● Page excerpt:
Bail

In 1791, the Eighth Amendment was added to the U.S. Constitution as part of the Bill of Rights for the purpose of prohibiting, among other things, the requirement of ‘‘excessive bail.’’ As applied in the context of the American criminal justice system, ‘‘bail’’ refers to the security or conditions ordered by a court to ensure the appearance of an accused for all court proceedings relating to a pending criminal case. As recognized by the U.S. Supreme Court in United States v. Salerno (1987), ‘‘In our society liberty is the norm, and detention prior to trial . . . is the carefully limited exception.’’ This quote summarizes the fundamental notion of personal freedom embodied in the Fifth Amendment due process provisions and the Eighth Amendment prohibition against excessive bail.

History and Conception of Bail

The idea of bail can be traced back hundreds of years before the U.S. Constitution. Original theories of bail are apparent in seventh century Anglo-Saxon law, which provided that persons accused of a crime pay an amount to the family of the victim; the payment was returned if the person was eventually proven innocent.

More modern bail theory can be traced to the late ninth or early tenth century, when sheriffs were required to arrest and hold defendants until they could be brought to trial. Because it often took years before a traveling magistrate could appear for a trial, this system was unjust for the accused, whose liberty was restrained during this period of time, and was a significant imposition on the sheriff, who was often forced to detain prisoners in his own home. To remedy these deficiencies, defendants were permitted to post a monetary bond, or have friends or relatives act as sureties to ensure their appearance at trial. As such, bail was initially created to protect the liberty interests of persons accused of crimes, while ensuring their appearance at trial.

Under modern-day practices, the decisions of whether to grant bail and, if so, in what amount, are made after an individual is charged, arrested, and processed at a police station. Initial bail determinations are often made by magistrates, and may be reviewed later by the court.

History of Federal Bail Law

Congress enacted the first federal bail provision in 1789 as part of the Judiciary Act, which set the guidelines for courts in making bail decisions. The decision of whether to grant bail and the particular amount of bail were left largely to the discretion of the courts. In practice, pretrial release was not favored. There were no substantial changes to bail law until Congress passed the Bail Reform Act of 1966. Contrary to the 1789 Act, this act favored pretrial release in all non– death-penalty cases and focused mainly on the question of whether the accused was likely to flee the jurisdiction in an effort to avoid trial. The purpose of the Bail Reform Act was to eliminate unwarranted and oppressive bail conditions, especially in cases involving indigent defendants. However, many people criticized the Act because it did not address the issue of defendants committing crimes while on bail awaiting trial.

In an effort to address these public safety concerns, Congress enacted the District of Columbia Court Reform and Criminal Procedures Act of 1970. This act was the first federal law that permitted ‘‘preventive detention’’—allowing courts to deny bail when an individual would pose a danger to the community if released pending trial, even if there is no evidence that the individual would flee the jurisdiction. Preventive detention is a controversial issue that continues to be hotly debated among attorneys, judges, and legal scholars. Critics of preventive detention argue that it denies defendants the presumption of innocence and allows the government to incarcerate individuals without a trial or any proof of wrongdoing, and merely on the basis of a prediction of future wrongdoing; while supporters argue that where a showing of future dangerousness is made, an individual’s liberty interest is outweighed by the government’s interest in ensuring community safety. In 1981, the District of Columbia Court of Appeals considered these arguments and upheld the 1970 Act in United States v. Edwards (1981).

● Data lines:
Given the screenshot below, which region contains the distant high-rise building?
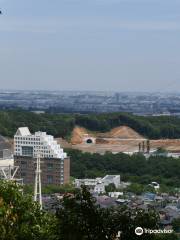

● What to work on:
1. Repeat the bail article word for word, everything from "Under modern-day practices, the" down to "by the court.".
2. Decide whether each statement agrees with the bail article, answering yes or no and quoting the words from the article that settle it. (a) The Eighth Amendment was added to the U.S. Constitution in 1791. (b) The Bail Reform Act of 1966 favored pretrial release in death-penalty cases. (c) The District of Columbia Court of Appeals struck down the 1970 Act.
3. Write the next part of the bail article, picking up after its final sentence.
The data shown above was drawn from a separate source.

● Answers to the problems:
1.
Under modern-day practices, the decisions of whether to grant bail and, if so, in what amount, are made after an individual is charged, arrested, and processed at a police station. Initial bail determinations are often made by magistrates, and may be reviewed later by the court.

2.
(a) Yes: "In 1791, the Eighth Amendment was added to the U.S. Constitution"
(b) No: "this act favored pretrial release in all non– death-penalty cases"
(c) No: "upheld the 1970 Act in United States v. Edwards (1981)"

3.
Between 1970 and 1984, thirty-four states enacted statutes similar to the District of Columbia statute, all providing for preventive detention. The U.S. Supreme Court upheld constitutional challenges to many of these statutes, labeling them regulatory, rather than penal, in nature. In 1981, the U.S. Attorney General’s Office released a report recommending adoption of federal preventive detention provisions. Then- Supreme Court Chief Justice Warren Burger also supported the need for more flexible bail standards that would allow courts to consider future dangerousness when making pretrial release decisions.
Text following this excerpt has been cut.